» Your goal:
Could you please find each line in the records that contains the word "ceiling" and copy it?

» Task inputs:

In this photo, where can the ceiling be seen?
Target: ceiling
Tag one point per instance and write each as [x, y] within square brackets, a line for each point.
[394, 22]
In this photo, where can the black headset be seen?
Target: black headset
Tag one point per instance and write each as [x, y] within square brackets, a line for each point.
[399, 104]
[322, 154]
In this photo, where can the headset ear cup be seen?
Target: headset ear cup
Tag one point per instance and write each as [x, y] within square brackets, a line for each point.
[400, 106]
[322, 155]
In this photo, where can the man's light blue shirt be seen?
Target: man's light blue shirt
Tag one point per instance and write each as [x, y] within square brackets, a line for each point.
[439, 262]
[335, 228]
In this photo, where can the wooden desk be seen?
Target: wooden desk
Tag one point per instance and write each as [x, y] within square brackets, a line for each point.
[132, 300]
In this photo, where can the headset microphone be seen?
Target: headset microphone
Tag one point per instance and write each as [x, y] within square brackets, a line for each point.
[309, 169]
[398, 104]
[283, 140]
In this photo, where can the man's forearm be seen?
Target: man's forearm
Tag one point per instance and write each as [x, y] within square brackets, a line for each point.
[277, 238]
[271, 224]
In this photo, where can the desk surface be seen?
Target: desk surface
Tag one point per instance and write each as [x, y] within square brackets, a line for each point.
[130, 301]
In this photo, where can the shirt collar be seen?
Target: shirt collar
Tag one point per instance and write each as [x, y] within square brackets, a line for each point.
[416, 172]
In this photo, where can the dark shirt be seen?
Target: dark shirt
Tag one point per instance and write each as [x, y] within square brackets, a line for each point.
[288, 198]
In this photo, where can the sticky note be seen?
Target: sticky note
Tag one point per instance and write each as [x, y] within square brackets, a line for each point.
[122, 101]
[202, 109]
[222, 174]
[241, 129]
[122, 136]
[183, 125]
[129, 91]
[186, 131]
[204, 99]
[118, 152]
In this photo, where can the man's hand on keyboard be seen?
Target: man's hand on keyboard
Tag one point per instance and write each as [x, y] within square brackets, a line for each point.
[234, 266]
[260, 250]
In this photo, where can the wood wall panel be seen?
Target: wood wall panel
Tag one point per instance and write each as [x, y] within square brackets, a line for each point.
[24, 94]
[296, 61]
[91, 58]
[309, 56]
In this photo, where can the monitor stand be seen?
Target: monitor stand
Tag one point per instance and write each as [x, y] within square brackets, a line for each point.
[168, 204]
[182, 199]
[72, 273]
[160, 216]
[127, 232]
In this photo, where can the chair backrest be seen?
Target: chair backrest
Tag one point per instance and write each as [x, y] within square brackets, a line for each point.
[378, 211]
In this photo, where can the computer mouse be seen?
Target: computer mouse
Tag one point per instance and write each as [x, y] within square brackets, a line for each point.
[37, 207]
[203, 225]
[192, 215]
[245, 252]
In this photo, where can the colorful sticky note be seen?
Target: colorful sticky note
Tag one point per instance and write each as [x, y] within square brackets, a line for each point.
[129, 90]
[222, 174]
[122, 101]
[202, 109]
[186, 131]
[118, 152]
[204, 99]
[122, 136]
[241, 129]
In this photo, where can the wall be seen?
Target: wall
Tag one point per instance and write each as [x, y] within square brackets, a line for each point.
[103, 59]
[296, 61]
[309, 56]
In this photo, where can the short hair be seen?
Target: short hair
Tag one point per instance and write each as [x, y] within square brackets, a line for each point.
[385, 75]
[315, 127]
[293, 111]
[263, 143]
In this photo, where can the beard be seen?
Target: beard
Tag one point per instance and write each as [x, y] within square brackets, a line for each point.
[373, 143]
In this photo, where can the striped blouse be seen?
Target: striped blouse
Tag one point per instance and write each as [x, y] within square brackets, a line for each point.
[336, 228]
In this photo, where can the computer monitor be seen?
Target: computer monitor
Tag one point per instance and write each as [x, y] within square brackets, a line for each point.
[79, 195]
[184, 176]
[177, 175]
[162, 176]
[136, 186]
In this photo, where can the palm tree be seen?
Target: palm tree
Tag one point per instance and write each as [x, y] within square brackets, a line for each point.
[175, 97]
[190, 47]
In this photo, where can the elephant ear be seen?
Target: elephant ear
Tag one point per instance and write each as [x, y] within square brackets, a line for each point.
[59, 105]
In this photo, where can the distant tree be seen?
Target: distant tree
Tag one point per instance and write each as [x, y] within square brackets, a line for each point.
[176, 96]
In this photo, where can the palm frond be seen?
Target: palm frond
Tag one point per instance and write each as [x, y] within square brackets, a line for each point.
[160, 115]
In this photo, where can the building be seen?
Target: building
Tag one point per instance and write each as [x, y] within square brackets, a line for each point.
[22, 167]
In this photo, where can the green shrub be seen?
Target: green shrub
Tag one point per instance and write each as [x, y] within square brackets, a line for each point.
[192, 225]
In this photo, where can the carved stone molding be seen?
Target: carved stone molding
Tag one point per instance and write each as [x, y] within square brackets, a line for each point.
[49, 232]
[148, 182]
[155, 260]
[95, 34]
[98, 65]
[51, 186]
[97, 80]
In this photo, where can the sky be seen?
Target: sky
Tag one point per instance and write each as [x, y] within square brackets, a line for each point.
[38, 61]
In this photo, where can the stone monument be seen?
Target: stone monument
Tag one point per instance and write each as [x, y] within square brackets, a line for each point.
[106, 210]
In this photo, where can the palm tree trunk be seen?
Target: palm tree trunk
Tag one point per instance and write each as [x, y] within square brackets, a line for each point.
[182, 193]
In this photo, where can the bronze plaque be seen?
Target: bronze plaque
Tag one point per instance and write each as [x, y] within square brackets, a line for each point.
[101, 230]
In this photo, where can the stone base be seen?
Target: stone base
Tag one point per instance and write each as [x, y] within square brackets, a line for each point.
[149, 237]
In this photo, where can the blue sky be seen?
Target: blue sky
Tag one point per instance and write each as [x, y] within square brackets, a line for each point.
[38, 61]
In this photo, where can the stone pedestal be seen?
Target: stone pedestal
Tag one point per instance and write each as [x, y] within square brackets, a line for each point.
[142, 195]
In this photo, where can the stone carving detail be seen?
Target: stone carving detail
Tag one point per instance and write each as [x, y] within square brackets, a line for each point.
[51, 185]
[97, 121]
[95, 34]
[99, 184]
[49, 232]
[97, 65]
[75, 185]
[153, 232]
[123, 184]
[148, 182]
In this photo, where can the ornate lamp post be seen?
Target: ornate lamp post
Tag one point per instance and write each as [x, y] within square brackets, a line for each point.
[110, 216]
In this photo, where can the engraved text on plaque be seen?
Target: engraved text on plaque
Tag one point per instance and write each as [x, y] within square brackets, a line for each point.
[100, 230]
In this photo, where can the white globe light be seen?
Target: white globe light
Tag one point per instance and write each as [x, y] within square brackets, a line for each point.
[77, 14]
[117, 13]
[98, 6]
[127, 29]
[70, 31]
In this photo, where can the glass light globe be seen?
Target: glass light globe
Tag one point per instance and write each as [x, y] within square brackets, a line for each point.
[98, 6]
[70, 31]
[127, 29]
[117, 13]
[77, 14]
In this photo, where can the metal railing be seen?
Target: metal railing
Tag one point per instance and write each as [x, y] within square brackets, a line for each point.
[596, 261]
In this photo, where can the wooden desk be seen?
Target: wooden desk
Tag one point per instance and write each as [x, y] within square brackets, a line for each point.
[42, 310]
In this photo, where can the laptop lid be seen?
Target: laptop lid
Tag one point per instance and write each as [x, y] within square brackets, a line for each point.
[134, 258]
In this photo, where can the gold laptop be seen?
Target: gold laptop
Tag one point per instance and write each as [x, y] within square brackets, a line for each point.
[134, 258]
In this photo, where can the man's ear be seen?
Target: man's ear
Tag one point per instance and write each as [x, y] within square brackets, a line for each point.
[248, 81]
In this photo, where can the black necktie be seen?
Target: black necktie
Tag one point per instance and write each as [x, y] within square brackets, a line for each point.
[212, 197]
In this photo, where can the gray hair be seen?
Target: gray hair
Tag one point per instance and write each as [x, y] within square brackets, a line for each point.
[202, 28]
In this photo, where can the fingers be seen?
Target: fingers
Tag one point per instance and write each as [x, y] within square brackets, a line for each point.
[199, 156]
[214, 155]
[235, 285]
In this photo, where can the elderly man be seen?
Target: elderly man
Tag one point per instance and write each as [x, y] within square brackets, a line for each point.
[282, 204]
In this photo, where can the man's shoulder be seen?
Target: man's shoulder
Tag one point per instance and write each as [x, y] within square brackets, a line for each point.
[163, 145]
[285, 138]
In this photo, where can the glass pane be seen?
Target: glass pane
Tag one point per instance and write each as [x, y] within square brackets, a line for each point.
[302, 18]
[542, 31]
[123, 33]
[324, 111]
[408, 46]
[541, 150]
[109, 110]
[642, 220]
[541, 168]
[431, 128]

» Solution to this exercise:
In this photo, where can the ceiling be seen?
Target: ceiling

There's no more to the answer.